- **EXERCISE DESCRIPTION**
Where the line containing "Target: clear blue sky" appears, start copying; continue through the last line below and copy nothing else.

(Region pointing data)
◇ ◇ ◇

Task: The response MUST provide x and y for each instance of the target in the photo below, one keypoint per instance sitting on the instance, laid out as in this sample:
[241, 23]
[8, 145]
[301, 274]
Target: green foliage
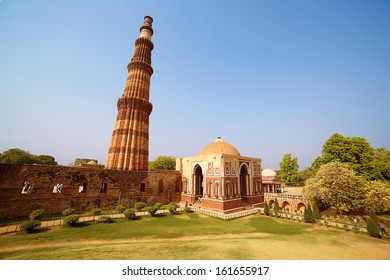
[316, 212]
[130, 214]
[37, 214]
[266, 209]
[276, 206]
[373, 226]
[30, 225]
[139, 205]
[68, 211]
[18, 156]
[308, 215]
[356, 152]
[153, 209]
[289, 170]
[172, 207]
[96, 211]
[377, 196]
[120, 209]
[164, 163]
[335, 184]
[105, 219]
[71, 220]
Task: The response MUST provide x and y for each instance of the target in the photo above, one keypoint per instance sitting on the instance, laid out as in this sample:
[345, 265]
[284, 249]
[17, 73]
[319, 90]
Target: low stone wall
[82, 188]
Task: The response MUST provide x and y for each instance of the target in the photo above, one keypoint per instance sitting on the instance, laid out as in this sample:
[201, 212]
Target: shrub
[36, 214]
[105, 219]
[172, 208]
[130, 214]
[30, 225]
[120, 209]
[71, 220]
[139, 205]
[372, 226]
[68, 211]
[308, 215]
[266, 209]
[96, 211]
[153, 209]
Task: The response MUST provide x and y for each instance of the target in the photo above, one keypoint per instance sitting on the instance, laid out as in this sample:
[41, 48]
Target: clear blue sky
[270, 77]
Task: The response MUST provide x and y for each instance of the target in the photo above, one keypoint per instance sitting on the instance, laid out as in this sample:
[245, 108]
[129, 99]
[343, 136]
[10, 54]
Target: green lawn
[193, 236]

◇ ◇ ◇

- **PROBLEM SOLUTION**
Target: clear blue sky
[270, 77]
Task: The response MUST provide x and y for each instance of the target in the photo above, one keypoint per instance sitting on the instance, laid out as in this sample:
[245, 108]
[129, 99]
[343, 136]
[10, 54]
Target: green lawn
[193, 236]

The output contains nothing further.